Extrait cité:

:::

AU NOM D’IGOR

Bruno Govers

Privé de son pote brésilien De Camargo, Snellie cherche une nouvelle voie.

Grâce à un goal inscrit contre Lokeren, le 28 janvier, et synonyme de la conquête d’un premier point pour le FC Brussels en 2006, l’année n’aurait pu mieux débuter pour Kristof Snelders (23 ans). Ce but, l’attaquant vif-argent l’attendait par ailleurs depuis pas mal de temps. Quasiment un an, pour être tout à fait précis, puisque sa dernière réalisation remontait au 20 février 2005, à l’occasion de la visite de son ancien club, le Germinal Beerschot, au stade EdmondMachtens. L’espace de cinq saisons au Kiel, le fils d’ Eddy, ex-adjoint d’ Aimé Anthuenis chez les Diables, s’était signalé par une bien belle productivité : 22 roses en 91 joutes. Des chiffres qui contrastent avec le total qu’il a emmagasiné jusqu’à présent pour le compte de son employeur molenbeekois : 4 en 46 matches.

:::

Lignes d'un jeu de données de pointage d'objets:
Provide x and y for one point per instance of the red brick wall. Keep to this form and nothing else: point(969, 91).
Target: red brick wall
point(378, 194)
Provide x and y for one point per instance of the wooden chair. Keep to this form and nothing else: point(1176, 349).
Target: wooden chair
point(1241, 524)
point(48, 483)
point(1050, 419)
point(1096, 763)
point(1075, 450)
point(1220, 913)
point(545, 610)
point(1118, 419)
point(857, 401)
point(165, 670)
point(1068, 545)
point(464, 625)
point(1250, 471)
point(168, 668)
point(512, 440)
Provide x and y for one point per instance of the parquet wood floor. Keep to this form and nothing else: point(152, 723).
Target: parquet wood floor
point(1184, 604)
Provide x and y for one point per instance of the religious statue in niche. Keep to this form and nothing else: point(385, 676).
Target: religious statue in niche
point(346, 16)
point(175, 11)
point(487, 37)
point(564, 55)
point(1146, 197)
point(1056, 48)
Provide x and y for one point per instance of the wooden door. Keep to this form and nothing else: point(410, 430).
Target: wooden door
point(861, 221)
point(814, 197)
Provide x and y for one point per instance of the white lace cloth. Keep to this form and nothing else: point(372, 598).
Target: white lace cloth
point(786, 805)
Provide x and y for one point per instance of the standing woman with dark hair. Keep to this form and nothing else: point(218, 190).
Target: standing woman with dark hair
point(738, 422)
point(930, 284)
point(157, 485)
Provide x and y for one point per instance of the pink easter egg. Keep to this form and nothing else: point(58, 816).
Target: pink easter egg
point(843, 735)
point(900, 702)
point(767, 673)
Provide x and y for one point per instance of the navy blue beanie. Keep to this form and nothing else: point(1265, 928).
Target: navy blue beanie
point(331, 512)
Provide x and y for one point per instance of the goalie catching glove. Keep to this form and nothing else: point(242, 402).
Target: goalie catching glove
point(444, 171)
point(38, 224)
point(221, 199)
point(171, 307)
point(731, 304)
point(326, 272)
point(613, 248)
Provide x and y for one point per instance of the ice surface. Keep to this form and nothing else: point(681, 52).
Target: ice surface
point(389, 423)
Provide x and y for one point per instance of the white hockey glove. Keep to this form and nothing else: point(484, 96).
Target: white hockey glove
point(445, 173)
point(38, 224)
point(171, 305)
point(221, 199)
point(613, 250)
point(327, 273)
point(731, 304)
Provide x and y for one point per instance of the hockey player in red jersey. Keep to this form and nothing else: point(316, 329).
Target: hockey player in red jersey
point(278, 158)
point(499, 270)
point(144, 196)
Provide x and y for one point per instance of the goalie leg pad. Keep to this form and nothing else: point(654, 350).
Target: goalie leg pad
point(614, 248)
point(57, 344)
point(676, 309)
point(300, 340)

:::

Exercices:
A. Relevez tous les clubs de football désignés par leur nom dans l'article sur Kristof Snelders.
B. Rédigez la suite de l'article sur Kristof Snelders à partir de sa dernière phrase.

Réponses:
A. Lokeren, le FC Brussels, le Germinal Beerschot

B.
 » Je n’ai pourtant pas l’impression d’avoir perdu mon sens du but en passant de l’un à l’autre « , dit-il.  » Mais le contexte au sein duquel je dois m’exprimer est complètement différent. Chez les Rats, j’aurai eu l’immense bonheur de vivre un âge d’or, qui coïncidait avec la fin de carrière de Marc Degryse. Celui-ci était un régisseur qui n’avait pas son pareil pour alimenter les avants, qu’il s’agisse de Victor, Cadu ou de moi-même. Ici, le topo n’est pas du tout le même. Depuis mon arrivée, je ne joue plus comme attaquant mais plutôt en fonction du joueur le plus avancé de l’équipe. Au départ, il en allait là d’ Aloys Nong, puis d’ Igor De Camargo. A présent, MichaëlNiçoise a pris le relais avant que le nouveau venu, Moussa Sanogo n’obtienne sans doute sa chance, lui aussi. Dans tous ces cas de figure, je fais office de complément, d’acolyte. Ce statut n’est pas pour me déplaire, même si la griserie consécutive à un goal me manque parfois. Par rapport à ma période anversoise, j’ai en tout cas le sentiment d’être devenu un meilleur joueur à la rue Malis. Avant, j’étais un voleur de buts, sans plus. Chez les Coalisés, par la force des choses, j’ai appris à m’impliquer davantage dans le jeu. Je perçois mieux la réalité du terrain, les situations de match. C’est peut-être très bizarre à avouer, mais je prends davantage mon pied comme footballeur, à Molenbeek, qu’au Kiel jadis. Je me sens plus utile au collectif, même si d’autres bénéficient probablement plus que moi de mon implication sur la pelouse « .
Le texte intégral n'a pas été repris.